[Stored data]
----

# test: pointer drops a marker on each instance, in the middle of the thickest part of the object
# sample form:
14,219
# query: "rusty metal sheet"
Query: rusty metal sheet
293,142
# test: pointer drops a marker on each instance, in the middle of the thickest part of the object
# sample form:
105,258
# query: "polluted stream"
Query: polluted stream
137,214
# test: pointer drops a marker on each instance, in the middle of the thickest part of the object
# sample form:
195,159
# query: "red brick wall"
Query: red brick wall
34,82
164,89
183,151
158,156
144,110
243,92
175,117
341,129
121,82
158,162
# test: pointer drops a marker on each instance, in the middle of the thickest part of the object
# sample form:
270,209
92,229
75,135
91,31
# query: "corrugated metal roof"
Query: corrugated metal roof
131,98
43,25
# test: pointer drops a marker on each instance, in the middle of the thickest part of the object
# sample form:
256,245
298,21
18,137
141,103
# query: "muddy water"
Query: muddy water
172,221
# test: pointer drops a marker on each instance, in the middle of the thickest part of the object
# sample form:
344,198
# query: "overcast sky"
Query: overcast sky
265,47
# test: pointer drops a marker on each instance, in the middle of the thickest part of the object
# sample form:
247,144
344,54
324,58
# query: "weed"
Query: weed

----

• [DO THIS] Report every line from the stored data above that contains the string "muddy", and note that case counts.

• [PROBLEM SOLUTION]
# query: "muddy water"
Query: muddy water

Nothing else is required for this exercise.